Poverty and Barriers To Social Mobility

Reply Sun 10 May, 2015 09:06 am
Readers react to a column by David Brooks about the barriers to social mobility.

To the Editor:

Re “The Nature of Poverty,” by David Brooks (column, May 1):

At a moment when the nation is finally engaged in a long overdue conversation about police aggression and the inequity of how people of color are treated in the criminal justice system, Mr. Brooks seeks to change the subject, and to turn our attention instead to the social psychological roots of impoverishment.

But there are two problems with this line of argument.

First is the fact that mobility is almost nonexistent in the United States today. Second is that racial discrimination in labor and housing markets, and in the criminal justice system, makes mobility even less likely for residents living in neighborhoods such as the one where Freddie Gray, the man killed in Baltimore, lived.

Under these circumstances, Mr. Brooks’s call for renewed attention to the “quality of relationships in a home and a neighborhood” is a red herring. It not only blames poor African-Americans for their own impoverishment, but also distracts attention from the political and economic roots of poverty, and the deleterious impact of racial discrimination on people of color, at a moment when the country is finally trying to grapple with these topics.

New York

The writer is an associate professor of anthropology at the CUNY Graduate Center.

To the Editor:

David Brooks admonishes us to pursue the social psychology of why the urban poor remain poor. To be complete, such an analysis would have to examine why so many wealthier Americans seem determined to punish the poor.

At least 12 states require public aid recipients to submit to drug testing or screening. A bill introduced in the Missouri Legislature would prevent food stamp recipients from using benefits to buy steak or seafood. Kansas has enacted a law that could effectively deny recipients — many of them children — the pleasure of a swim or a movie. All of this seems designed to make the poor as miserable as possible. None of it promotes upward mobility.

The poverty line is not simply a rung on a ladder that anybody can climb past. Along with municipal and school-district boundaries, it is a border that separates the richer “us” from the poorer “them.” Perhaps one reason it doesn’t move is that many wealthier people want to keep it where it is.

Grosse Pointe Woods, Mich.

To the Editor:

David Brooks sets up a straw man by implying that well-meaning progressives say we only need to spend more money to cut poverty, and that what mobility truly requires is a new “social psychology” that encourages responsibility and ambition.

Progressives are on record supporting efforts to strengthen family cohesion and engage all sectors to revitalize high-poverty neighborhoods. And while no one can be against an ethic of personal responsibility, for that sentiment to translate into mobility will require a real national commitment to creating jobs, raising wages and basic labor standards, addressing racial and gender discrimination, and investing in early childhood education, which, yes, will require money.

Continue reading the main story

Continue reading the main story
“Ambition” requires hope, and hope requires opportunity. The real lack of social norms can be found in a politics that fiddles while Baltimore burns.


The writer is vice president of the Poverty to Prosperity Program at the Center for American Progress.

To the Editor:

David Brooks contends that the world is waiting for a social psychologist to explain the nature of poverty. But we don’t need a social psychologist to explain what reams of good social science research already indicate: Growing up in high-poverty and racially isolated neighborhoods leads to seriously bad outcomes.

Your goal =
List everything the letters name as part of the "real national commitment" that personal responsibility would need in order to translate into mobility.

Provided records =
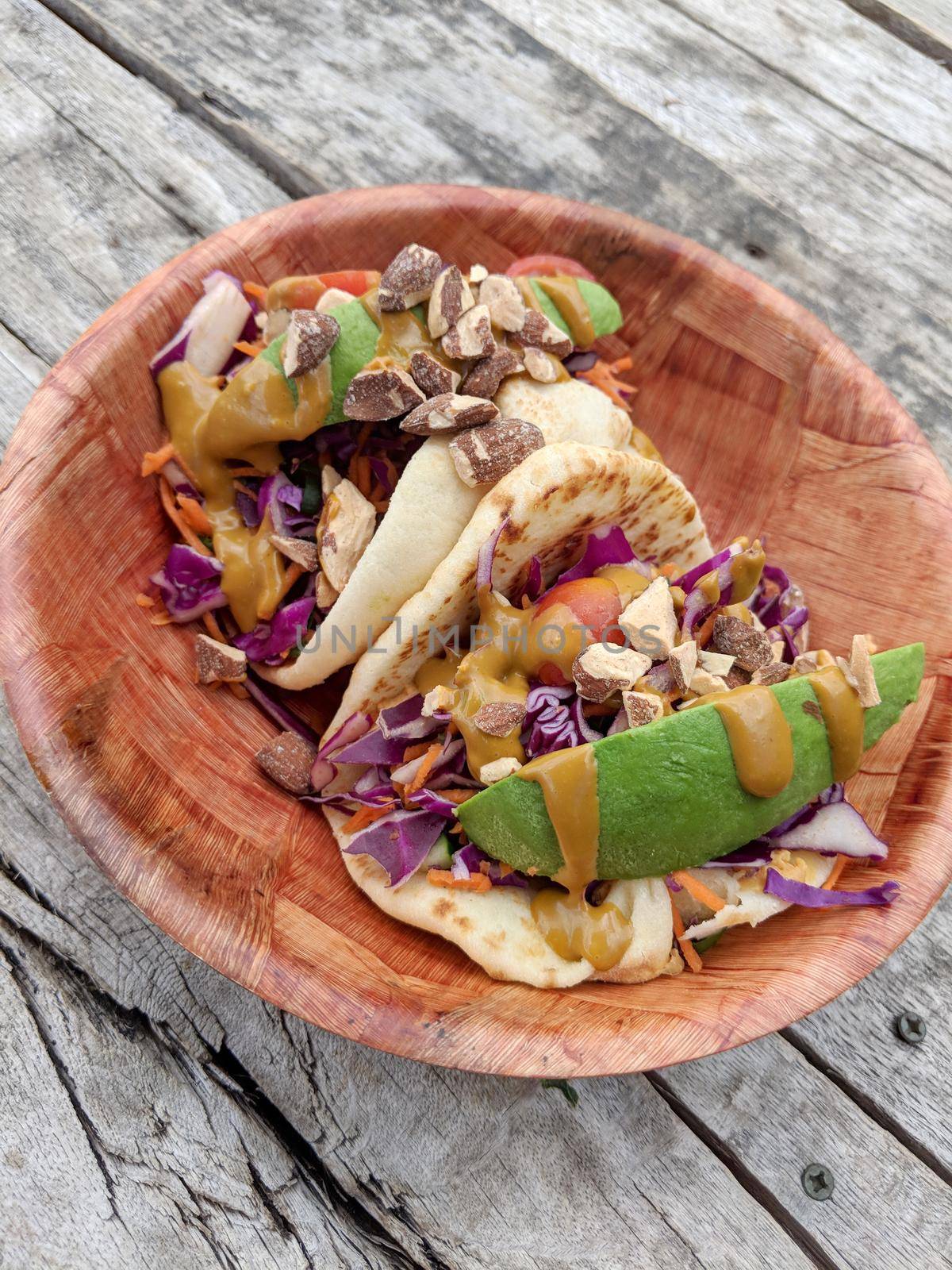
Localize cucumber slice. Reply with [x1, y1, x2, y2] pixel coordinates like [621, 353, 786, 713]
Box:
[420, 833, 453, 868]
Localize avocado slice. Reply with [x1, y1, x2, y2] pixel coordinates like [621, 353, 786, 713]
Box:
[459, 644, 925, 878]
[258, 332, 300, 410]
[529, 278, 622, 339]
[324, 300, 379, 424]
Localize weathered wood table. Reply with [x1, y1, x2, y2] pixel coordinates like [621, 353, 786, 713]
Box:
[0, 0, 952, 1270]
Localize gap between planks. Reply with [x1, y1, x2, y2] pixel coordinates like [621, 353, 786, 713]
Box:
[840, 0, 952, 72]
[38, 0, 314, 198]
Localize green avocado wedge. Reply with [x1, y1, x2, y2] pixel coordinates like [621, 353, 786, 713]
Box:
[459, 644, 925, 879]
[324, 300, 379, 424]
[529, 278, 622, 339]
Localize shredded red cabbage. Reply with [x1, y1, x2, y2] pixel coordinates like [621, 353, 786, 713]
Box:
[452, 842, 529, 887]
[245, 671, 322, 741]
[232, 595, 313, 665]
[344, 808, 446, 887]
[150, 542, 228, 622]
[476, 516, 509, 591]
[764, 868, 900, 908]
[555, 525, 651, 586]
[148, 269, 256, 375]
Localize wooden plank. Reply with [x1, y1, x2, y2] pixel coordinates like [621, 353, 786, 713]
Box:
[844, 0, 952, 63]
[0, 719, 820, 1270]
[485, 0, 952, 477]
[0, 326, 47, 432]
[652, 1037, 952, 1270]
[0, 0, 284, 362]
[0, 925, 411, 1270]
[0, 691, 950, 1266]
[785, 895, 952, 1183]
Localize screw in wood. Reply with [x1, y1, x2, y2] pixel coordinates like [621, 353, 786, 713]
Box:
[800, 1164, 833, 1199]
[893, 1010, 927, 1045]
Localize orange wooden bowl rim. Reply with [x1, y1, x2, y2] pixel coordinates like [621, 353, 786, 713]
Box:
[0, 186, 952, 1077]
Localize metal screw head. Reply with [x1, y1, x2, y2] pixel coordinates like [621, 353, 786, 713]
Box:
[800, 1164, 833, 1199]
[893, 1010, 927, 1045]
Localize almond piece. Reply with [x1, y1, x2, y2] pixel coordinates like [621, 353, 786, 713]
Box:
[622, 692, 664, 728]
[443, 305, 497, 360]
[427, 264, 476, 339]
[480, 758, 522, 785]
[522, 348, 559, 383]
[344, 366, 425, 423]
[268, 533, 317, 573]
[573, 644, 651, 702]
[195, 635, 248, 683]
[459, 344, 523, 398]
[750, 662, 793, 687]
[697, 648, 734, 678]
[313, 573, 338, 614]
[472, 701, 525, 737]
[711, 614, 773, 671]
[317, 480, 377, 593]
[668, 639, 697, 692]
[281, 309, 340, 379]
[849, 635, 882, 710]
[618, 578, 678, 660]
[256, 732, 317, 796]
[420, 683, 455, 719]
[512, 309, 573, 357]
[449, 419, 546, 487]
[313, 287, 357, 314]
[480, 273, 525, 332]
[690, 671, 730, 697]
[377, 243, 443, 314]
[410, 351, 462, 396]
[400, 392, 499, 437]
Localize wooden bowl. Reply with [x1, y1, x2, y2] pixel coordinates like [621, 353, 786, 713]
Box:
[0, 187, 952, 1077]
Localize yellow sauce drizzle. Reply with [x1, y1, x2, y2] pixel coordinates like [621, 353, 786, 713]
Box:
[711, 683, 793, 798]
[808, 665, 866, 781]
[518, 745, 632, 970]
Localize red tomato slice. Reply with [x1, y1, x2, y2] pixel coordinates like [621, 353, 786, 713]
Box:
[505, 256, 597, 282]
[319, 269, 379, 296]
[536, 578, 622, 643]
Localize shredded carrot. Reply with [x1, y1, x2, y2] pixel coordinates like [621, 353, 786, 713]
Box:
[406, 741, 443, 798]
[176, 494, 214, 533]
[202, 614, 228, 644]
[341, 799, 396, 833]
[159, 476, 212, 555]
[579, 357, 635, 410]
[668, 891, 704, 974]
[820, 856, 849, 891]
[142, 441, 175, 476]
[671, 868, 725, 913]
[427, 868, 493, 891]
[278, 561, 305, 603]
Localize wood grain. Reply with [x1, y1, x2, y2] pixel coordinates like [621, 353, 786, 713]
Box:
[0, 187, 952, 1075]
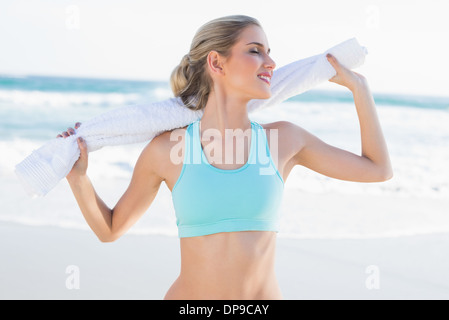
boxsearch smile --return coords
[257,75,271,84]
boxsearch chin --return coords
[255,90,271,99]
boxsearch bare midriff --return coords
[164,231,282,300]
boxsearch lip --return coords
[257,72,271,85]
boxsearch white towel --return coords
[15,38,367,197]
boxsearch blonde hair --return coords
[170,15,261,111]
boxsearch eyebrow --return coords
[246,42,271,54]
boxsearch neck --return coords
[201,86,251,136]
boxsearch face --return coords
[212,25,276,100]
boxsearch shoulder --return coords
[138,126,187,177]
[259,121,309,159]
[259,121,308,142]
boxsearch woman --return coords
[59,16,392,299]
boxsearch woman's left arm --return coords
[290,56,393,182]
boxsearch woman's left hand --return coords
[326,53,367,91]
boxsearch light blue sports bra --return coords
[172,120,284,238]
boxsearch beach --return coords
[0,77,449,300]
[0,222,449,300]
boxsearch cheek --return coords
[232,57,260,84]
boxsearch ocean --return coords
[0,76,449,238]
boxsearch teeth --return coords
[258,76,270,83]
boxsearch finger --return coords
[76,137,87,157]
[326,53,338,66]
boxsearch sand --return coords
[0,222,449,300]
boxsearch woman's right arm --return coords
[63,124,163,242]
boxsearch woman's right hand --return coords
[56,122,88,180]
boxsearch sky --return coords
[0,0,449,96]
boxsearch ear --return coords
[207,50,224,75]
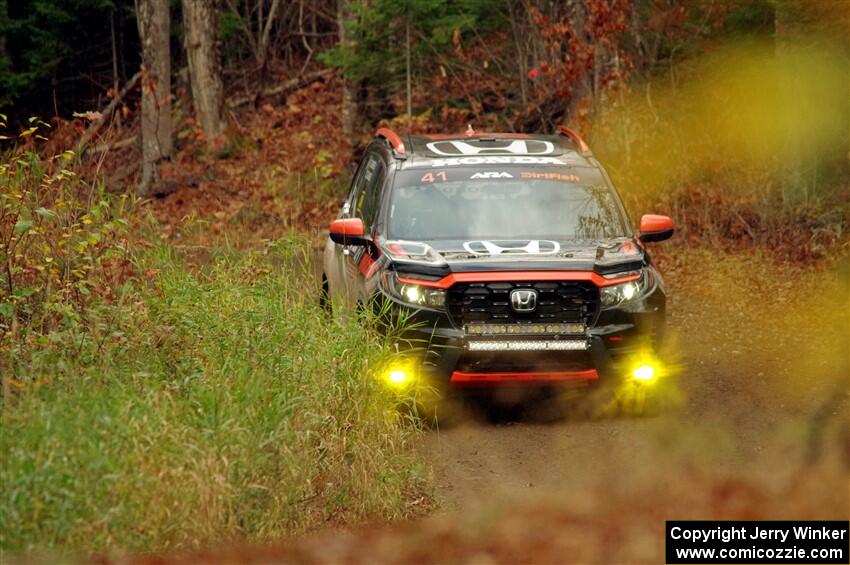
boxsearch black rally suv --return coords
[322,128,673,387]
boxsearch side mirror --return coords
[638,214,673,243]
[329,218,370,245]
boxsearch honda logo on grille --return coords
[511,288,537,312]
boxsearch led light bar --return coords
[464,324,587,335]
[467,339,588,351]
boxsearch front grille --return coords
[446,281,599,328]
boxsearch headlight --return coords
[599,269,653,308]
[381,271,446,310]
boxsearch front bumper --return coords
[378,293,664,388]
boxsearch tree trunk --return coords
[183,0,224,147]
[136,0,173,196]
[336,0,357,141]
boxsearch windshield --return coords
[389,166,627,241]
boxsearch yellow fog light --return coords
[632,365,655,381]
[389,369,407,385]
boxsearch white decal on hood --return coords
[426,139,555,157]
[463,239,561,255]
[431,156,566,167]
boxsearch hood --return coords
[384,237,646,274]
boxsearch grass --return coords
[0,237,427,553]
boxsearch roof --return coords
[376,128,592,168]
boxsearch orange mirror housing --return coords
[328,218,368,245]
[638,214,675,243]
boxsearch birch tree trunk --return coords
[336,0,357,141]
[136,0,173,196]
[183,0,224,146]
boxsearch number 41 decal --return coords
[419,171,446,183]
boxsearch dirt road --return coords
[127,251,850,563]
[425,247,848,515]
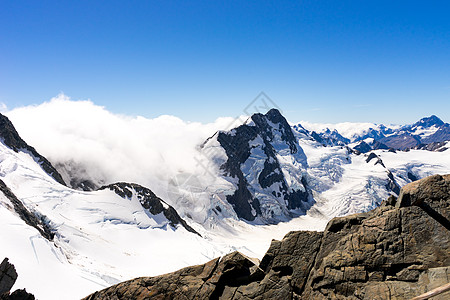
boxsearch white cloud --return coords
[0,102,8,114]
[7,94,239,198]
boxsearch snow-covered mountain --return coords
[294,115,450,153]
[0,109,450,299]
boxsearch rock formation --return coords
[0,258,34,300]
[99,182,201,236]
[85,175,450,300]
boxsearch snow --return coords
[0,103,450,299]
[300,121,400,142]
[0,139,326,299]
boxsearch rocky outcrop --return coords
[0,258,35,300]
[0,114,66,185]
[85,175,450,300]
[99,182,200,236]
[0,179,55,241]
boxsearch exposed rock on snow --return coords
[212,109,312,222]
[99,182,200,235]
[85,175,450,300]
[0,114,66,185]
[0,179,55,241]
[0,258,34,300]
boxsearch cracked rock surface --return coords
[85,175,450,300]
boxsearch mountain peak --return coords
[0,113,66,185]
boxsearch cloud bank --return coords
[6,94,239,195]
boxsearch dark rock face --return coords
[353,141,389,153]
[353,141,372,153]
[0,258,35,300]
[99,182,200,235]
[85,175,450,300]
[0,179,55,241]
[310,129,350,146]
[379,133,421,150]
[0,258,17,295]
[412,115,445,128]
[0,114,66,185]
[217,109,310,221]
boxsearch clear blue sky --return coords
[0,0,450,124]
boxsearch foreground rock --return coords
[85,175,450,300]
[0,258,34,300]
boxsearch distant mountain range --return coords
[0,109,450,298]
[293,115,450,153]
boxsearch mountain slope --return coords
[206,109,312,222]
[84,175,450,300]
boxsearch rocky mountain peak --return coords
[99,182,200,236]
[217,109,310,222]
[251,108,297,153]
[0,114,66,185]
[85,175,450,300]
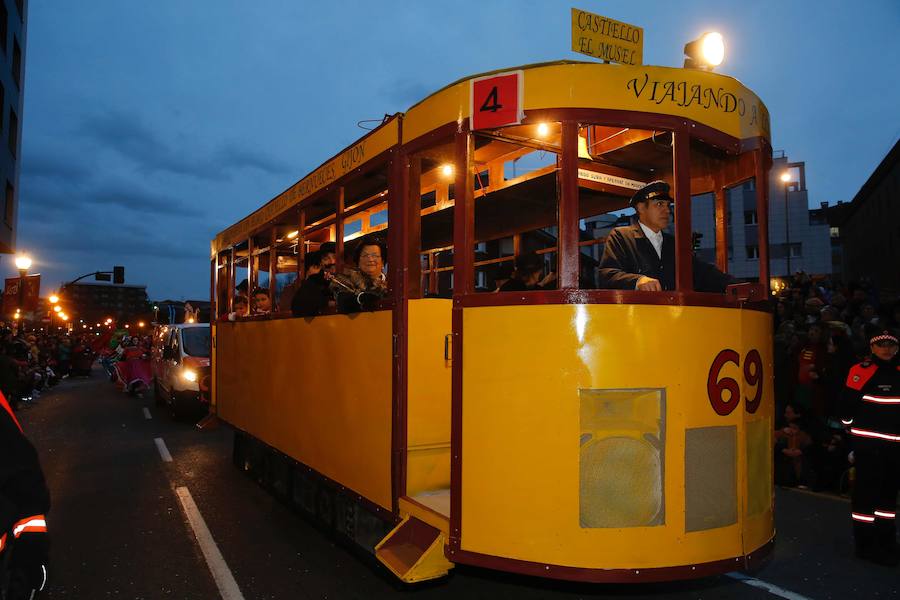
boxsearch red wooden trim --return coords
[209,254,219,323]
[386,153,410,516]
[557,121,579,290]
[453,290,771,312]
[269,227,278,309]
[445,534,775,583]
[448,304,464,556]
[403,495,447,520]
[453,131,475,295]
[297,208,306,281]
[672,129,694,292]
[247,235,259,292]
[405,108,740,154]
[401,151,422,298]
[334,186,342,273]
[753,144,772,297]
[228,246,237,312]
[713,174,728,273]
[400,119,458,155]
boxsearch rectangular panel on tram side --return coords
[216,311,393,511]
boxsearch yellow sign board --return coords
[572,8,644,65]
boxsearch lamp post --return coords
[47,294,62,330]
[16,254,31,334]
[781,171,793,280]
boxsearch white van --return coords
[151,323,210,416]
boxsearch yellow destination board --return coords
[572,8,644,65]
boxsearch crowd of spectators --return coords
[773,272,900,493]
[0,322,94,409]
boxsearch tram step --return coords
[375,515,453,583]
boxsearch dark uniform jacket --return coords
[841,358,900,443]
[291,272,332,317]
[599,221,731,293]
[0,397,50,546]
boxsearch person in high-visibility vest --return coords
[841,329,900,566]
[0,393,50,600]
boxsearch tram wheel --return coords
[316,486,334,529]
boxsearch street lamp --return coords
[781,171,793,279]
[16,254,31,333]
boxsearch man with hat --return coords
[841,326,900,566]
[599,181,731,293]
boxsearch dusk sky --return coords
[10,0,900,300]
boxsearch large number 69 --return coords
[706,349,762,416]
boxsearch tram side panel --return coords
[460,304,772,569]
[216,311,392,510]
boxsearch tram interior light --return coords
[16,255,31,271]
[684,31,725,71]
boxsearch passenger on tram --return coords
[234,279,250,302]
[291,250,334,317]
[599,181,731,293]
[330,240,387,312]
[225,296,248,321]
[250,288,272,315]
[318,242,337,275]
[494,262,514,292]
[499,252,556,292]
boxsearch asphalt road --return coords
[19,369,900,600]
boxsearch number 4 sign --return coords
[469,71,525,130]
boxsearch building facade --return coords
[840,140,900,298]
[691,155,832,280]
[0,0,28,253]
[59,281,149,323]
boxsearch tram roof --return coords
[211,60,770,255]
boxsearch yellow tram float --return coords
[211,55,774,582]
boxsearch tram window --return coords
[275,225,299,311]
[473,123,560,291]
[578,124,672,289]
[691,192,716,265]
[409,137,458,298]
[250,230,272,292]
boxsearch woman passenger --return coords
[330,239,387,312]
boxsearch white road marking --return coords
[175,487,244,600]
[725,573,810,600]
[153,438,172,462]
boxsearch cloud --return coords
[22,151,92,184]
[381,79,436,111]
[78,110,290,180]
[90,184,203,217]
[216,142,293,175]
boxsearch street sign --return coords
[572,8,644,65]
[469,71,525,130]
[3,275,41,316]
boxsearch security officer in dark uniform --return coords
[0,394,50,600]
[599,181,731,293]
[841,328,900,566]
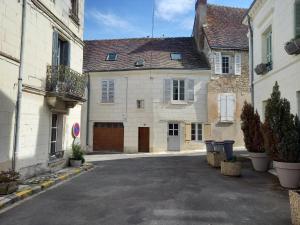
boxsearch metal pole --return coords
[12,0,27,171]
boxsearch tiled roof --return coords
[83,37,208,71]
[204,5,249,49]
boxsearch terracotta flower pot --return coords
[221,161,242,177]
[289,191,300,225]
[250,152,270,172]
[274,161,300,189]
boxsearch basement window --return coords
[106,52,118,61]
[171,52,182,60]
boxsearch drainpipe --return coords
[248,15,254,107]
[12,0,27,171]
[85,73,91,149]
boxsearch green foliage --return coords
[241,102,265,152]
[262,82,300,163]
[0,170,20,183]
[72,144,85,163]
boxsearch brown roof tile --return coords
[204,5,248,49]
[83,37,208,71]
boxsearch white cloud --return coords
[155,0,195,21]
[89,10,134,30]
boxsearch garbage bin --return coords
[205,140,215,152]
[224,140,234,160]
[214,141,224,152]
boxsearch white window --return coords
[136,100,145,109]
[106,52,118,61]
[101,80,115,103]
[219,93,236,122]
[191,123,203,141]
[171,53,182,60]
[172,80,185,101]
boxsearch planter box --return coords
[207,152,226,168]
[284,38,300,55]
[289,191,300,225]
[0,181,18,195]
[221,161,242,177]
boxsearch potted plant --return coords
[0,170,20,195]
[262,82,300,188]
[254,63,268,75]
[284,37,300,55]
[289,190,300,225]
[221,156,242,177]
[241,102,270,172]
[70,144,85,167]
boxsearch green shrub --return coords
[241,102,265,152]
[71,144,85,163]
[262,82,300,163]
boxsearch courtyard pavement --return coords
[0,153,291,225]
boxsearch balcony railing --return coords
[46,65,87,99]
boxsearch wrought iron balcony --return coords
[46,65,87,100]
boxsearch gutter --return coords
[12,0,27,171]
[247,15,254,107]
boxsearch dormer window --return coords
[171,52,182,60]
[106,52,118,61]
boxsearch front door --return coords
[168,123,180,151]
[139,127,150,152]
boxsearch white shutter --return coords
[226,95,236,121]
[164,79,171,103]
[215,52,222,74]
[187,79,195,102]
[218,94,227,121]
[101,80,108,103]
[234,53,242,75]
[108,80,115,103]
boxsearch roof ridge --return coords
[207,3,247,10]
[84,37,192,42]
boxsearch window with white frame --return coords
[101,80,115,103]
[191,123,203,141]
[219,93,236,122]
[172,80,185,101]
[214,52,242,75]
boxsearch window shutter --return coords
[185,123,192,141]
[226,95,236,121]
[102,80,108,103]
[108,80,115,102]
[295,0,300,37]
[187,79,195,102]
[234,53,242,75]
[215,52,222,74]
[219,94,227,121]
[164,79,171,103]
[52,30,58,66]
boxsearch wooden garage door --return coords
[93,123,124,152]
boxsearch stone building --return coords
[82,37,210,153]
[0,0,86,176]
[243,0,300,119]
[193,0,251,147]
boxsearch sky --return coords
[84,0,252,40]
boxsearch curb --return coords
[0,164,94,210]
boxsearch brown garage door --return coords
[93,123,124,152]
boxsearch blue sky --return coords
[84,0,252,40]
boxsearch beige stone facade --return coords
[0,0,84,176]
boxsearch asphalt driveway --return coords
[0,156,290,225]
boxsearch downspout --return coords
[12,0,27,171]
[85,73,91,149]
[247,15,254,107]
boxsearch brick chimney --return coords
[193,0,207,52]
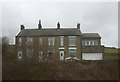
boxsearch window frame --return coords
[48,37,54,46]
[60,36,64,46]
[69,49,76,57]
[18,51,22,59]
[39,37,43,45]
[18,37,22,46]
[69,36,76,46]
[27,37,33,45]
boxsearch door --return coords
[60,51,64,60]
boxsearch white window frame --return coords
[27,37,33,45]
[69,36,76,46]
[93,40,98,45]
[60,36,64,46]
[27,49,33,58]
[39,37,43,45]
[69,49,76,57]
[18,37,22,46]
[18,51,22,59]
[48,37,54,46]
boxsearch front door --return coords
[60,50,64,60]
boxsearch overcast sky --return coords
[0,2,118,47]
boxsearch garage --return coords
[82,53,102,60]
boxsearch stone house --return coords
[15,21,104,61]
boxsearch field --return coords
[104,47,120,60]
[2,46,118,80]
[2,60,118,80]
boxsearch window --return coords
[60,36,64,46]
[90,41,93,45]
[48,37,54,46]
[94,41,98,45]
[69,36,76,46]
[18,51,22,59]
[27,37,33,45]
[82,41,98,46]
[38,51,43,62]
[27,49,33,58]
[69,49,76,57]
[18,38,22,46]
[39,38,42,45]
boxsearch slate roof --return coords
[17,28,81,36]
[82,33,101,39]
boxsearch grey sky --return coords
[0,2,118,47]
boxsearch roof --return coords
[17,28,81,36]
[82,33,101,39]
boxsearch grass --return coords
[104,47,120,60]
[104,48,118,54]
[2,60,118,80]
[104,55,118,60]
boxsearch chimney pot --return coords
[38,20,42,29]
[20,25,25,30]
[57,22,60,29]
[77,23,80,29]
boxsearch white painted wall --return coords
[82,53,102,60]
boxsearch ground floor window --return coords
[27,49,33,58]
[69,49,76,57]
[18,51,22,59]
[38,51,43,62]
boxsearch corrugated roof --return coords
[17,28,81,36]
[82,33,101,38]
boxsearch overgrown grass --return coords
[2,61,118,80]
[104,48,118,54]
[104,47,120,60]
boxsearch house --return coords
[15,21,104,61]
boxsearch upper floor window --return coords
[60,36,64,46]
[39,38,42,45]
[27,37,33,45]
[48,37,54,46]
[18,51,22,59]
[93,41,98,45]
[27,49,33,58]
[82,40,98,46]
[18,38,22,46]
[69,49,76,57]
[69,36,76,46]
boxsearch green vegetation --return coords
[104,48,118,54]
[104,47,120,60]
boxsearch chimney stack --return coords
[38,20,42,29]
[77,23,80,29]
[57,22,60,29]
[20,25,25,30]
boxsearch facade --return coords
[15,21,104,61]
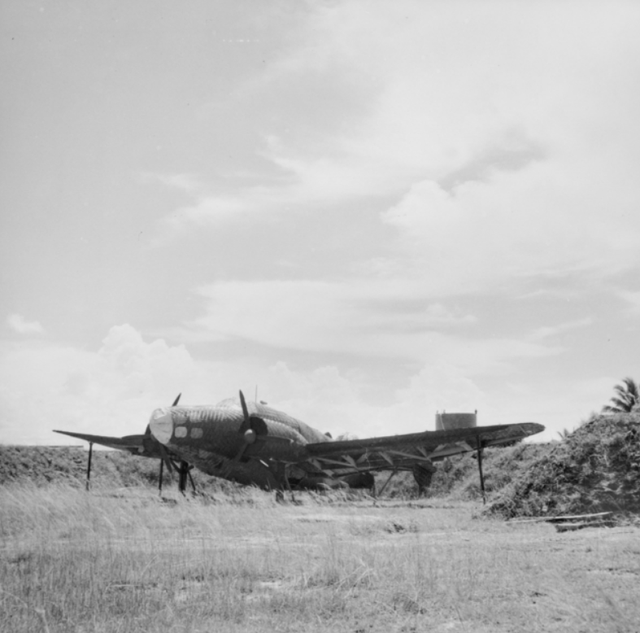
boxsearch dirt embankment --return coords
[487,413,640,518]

Task solution =
- Creating jobs
- Raising wages and basic labor standards
- Addressing racial and gender discrimination
- Investing in early childhood education